**WRITTEN PROBLEM**
Reproduce each line of the data below word for word, leaving nothing out and changing nothing.

[Records from a data collection]
◇ ◇ ◇ ◇

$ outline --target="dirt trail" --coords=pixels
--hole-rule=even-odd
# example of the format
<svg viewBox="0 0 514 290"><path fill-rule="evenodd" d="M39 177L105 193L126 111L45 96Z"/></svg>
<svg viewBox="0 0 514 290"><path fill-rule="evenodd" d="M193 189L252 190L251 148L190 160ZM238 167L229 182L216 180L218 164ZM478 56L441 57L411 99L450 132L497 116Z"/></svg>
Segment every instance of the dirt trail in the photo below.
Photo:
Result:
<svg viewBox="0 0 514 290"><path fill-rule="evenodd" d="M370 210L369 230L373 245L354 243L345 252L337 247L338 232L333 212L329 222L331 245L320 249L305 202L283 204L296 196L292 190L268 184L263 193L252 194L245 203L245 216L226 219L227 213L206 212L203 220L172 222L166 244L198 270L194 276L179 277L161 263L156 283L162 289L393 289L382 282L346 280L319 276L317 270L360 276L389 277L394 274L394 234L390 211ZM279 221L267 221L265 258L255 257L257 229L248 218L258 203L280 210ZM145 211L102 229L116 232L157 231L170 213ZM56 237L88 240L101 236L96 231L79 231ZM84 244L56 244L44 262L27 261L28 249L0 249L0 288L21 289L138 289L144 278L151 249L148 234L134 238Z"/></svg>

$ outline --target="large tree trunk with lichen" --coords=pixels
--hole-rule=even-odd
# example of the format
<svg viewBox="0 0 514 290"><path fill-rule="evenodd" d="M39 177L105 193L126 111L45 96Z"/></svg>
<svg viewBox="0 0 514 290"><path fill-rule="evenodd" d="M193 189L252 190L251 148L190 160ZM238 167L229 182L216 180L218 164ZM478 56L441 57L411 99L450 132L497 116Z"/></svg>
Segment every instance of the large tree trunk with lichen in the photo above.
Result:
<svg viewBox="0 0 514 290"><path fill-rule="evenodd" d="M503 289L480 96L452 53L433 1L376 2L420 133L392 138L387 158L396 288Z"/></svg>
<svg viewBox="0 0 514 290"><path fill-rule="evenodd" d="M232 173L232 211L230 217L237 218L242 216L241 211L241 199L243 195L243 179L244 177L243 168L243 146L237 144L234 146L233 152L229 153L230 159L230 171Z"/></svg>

◇ ◇ ◇ ◇

**TASK RESULT**
$ outline --target="dirt trail" --coords=pixels
--hole-rule=even-odd
# example of the format
<svg viewBox="0 0 514 290"><path fill-rule="evenodd" d="M39 177L105 193L126 111L45 96Z"/></svg>
<svg viewBox="0 0 514 290"><path fill-rule="evenodd" d="M193 189L252 190L251 148L190 160ZM238 167L229 182L216 180L218 164ZM478 56L441 57L411 99L450 132L497 116Z"/></svg>
Segment every instance of the dirt trail in the photo below.
Photo:
Result:
<svg viewBox="0 0 514 290"><path fill-rule="evenodd" d="M370 210L369 230L373 245L354 243L345 252L337 247L338 232L333 212L329 222L331 245L320 249L305 202L283 204L296 196L292 190L268 184L263 193L252 194L245 203L245 216L226 219L227 213L206 212L203 220L172 222L166 244L198 270L194 276L179 277L161 263L156 283L162 289L393 289L382 282L346 280L319 276L317 270L360 276L389 277L394 274L394 234L390 211ZM279 221L267 221L265 258L255 257L257 229L248 218L258 203L280 210ZM145 211L102 229L116 232L157 231L170 213ZM56 237L88 240L101 236L96 231L79 231ZM84 244L56 244L44 262L27 261L28 249L0 249L0 288L21 289L138 289L144 278L151 249L148 234L134 238Z"/></svg>

$ outline --target="large tree trunk with lichen" --coords=pixels
--hole-rule=even-odd
# example of the format
<svg viewBox="0 0 514 290"><path fill-rule="evenodd" d="M39 177L105 193L126 111L45 96Z"/></svg>
<svg viewBox="0 0 514 290"><path fill-rule="evenodd" d="M193 189L252 190L251 148L190 160ZM238 167L229 182L216 180L218 164ZM478 56L441 57L411 99L450 132L497 116Z"/></svg>
Segment every instance of the large tree trunk with lichen in the photo above.
Result:
<svg viewBox="0 0 514 290"><path fill-rule="evenodd" d="M503 289L480 96L452 53L433 1L376 2L420 133L392 138L387 158L396 288Z"/></svg>
<svg viewBox="0 0 514 290"><path fill-rule="evenodd" d="M232 173L232 211L230 217L237 218L242 216L241 211L241 199L243 195L243 179L244 177L243 168L243 146L237 144L234 146L233 152L229 153L230 159L230 171Z"/></svg>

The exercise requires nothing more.